Data listing start

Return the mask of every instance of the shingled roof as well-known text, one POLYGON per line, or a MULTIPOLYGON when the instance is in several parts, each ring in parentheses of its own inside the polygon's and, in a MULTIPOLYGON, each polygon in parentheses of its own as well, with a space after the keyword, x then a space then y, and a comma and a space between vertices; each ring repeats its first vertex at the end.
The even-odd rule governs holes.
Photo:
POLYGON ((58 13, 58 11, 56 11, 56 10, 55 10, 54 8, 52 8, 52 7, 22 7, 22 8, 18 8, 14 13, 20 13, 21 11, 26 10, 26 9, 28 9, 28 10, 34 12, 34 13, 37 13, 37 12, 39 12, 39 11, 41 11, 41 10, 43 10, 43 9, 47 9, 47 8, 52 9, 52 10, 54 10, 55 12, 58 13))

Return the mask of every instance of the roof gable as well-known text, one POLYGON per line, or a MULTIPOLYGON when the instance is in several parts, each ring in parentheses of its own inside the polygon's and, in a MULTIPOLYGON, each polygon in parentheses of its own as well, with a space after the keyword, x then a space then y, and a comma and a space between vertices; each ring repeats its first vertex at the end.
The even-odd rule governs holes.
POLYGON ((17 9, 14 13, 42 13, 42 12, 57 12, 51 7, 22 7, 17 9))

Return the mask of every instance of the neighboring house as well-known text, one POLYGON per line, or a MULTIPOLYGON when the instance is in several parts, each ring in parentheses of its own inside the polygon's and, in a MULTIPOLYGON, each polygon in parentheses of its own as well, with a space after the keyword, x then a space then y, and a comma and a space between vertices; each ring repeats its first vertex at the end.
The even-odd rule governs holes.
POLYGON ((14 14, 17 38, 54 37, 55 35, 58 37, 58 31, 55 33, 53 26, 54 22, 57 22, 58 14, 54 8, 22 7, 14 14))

Data listing end

What you have to do —
Rescale the records from the line containing "Return the mask of every instance of the roof" through the line containing "POLYGON ((17 9, 14", both included, and reproduce only those lines with their requests unchanged. Multiply every polygon vertex coordinate in the answers by 0.25, rounding each result to a whole number with halves rounded up.

Response for this exercise —
Return the mask of every instance of the roof gable as well-known text, one POLYGON per line, or a MULTIPOLYGON when the instance is in several parts, each ring in parentheses of its own inside the polygon's and, in a MULTIPOLYGON, each polygon in parentheses of its own as well, with a space after the keyword, x then a space then y, and a comma and a space between vertices; each ring repeats its first vertex at the end.
The even-odd rule governs holes.
POLYGON ((4 2, 4 3, 11 3, 11 3, 14 3, 13 2, 6 2, 4 2))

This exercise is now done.